Exercise 1 –
Using the excerpt on parenting stress, answer each question briefly.
(a) What do parents feel they need to make up for?
(b) What are parents more likely than nonparents to say?
(c) Where does Milkie work?
Exercise 2 – Carry on the excerpt on parenting stress with a few more paragraphs, picking up after its last sentence.

Document excerpt –
- - -
In recent years, the pressure has grown worse, said Milkie and Nomaguchi, who wrote a review of scholarship on the intensity and stress of parenting since 2010. Parents feel they need to make up for what their children lost during the pandemic. Social media has made comparisons with other parents inescapable. Technological change has made it harder to prepare children for future work. Americans have less faith that the political system can address families’ problems.

Although mothers feel much of the pressure to parent intensively, fathers increasingly feel it too. Although they are spending more time with children than they used to, they’re also likelier to say it’s not enough.

Behind it all is the American belief that parenting is an individual task, not a societal one. While many Americans experience loneliness, parents are more likely than nonparents to say that they do and that no one understands the extent of their stress.

“In the U.S., it’s this sense of individualism: You chose to have kids, so go raise them,” said Milkie, who works at the University of Toronto. “Parents need the village, but people are not as available as they were.”
- - -
Data shown –
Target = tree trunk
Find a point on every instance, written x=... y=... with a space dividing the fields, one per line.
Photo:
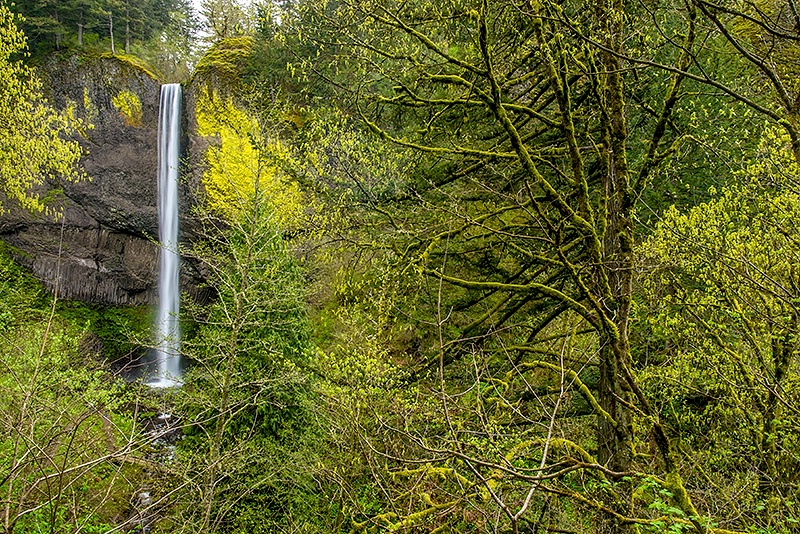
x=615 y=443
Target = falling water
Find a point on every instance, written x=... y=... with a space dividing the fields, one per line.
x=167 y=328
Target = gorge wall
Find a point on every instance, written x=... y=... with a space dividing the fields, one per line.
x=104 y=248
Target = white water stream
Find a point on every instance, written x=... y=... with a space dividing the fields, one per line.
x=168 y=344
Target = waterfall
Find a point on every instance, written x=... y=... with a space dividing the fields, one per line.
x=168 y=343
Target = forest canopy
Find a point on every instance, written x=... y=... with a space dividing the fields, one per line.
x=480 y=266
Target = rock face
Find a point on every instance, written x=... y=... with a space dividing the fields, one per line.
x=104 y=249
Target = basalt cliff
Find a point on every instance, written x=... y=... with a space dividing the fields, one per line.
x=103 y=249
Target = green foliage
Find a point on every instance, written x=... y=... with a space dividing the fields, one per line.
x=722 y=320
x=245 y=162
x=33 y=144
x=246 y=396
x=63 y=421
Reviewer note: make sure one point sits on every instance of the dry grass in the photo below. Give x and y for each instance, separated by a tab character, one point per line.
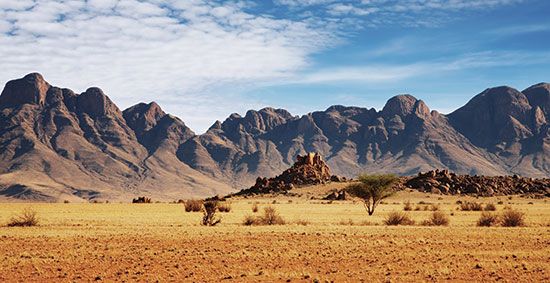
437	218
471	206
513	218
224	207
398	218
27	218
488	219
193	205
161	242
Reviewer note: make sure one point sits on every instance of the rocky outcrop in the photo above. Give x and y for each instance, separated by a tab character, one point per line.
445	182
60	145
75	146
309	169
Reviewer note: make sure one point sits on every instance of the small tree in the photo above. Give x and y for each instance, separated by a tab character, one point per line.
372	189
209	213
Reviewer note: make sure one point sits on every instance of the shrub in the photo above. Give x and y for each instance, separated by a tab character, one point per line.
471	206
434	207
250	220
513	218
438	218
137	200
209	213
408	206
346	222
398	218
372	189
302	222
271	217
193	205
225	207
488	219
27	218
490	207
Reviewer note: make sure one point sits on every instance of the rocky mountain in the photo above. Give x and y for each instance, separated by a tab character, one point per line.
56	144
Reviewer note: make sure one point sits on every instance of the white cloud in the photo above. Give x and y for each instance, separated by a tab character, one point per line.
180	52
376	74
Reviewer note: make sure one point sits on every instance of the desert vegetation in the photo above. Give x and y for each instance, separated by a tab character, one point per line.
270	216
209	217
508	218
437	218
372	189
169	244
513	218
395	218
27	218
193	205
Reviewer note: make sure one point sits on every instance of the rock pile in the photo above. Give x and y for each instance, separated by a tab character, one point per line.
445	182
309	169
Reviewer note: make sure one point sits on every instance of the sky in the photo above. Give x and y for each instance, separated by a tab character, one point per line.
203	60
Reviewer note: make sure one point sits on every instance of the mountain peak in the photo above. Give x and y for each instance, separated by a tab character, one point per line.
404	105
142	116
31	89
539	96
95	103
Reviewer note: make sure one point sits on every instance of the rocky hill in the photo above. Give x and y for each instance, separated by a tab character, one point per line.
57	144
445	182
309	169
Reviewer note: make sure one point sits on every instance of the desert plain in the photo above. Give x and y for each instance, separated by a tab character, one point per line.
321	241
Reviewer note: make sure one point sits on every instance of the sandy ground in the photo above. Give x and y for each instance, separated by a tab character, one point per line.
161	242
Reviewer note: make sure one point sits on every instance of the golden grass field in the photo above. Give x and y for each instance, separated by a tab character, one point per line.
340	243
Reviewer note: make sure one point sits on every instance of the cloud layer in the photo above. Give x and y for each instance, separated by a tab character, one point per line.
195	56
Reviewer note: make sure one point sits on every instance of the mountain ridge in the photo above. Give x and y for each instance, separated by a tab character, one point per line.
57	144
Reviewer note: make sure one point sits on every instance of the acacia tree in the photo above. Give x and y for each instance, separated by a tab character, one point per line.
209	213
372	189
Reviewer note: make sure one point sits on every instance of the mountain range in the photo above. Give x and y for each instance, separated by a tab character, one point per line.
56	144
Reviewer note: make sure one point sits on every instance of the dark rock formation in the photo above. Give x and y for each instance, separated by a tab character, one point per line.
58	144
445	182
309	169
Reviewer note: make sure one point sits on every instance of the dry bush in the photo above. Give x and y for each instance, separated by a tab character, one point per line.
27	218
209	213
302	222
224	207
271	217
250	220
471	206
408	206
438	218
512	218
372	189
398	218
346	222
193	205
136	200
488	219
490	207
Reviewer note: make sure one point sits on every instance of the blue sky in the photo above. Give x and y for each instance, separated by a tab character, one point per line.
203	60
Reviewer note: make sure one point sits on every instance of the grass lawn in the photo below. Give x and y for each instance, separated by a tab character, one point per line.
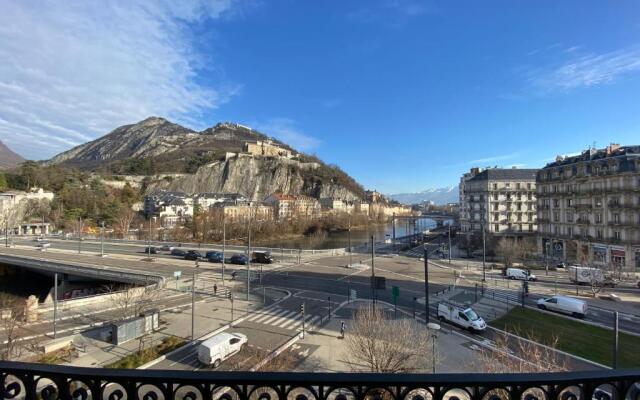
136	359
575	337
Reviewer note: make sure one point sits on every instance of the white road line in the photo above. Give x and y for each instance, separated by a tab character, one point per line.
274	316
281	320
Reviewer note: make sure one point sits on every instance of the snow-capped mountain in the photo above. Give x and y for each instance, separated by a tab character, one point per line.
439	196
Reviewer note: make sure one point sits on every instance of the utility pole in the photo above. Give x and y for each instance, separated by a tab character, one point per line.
- - -
Task output 1 –
(a) What their children lost during the pandemic.
(b) That they experience loneliness and that no one understands the extent of their stress.
(c) The University of Toronto.

Task output 2 –
Unlike other rich countries, the United States has few universal federal family policies, like paid leave or child care subsidies. During the women’s movement of the 1970s, the country considered the idea that government and employer policies could help parents work and care for their families, as Kirsten Swinth, a history professor at Fordham, has written. But the Reagan era ushered in a different idea — that the government should not interfere in family life.

“This was very compelling — ‘I want control over how I raise my kids,’” said Swinth, who studies women’s and economic history. “But practically, it meant that the systems that would aid parents, especially as women went into the workplace, like after-school and summer care, didn’t get funded.”

Conservatives still generally prefer that instead of taxpayer-funded government programs, people in families’ communities — relatives, neighbors, church members — mostly fill the gaps.

But there has been a decline in the informal community networks helping to raise children.

Attendance at community meeting places like churches has decreased. Mothers are likely to work for pay, rather than be home keeping an eye on children — their own and their neighbors’. Parents with higher education are more likely to move far from grandparents to pursue careers.

Reenvisioning How We Parent

Much of the parenting conversation in recent years has been about whether intensive parenting hurts or helps children. There are fears that it can go too far, depriving children of chances to develop independence and resilience, though child development experts say that children generally benefit from more parental involvement.

But the surgeon general’s alert shifts the focus to parents’ well-being — which it said in turn affects children’s mental health. The increased demands of raising children, combined with responsibilities like paid work and elder care, have come at the expense of mental health, leisure time, sleep and time alone or with a spouse.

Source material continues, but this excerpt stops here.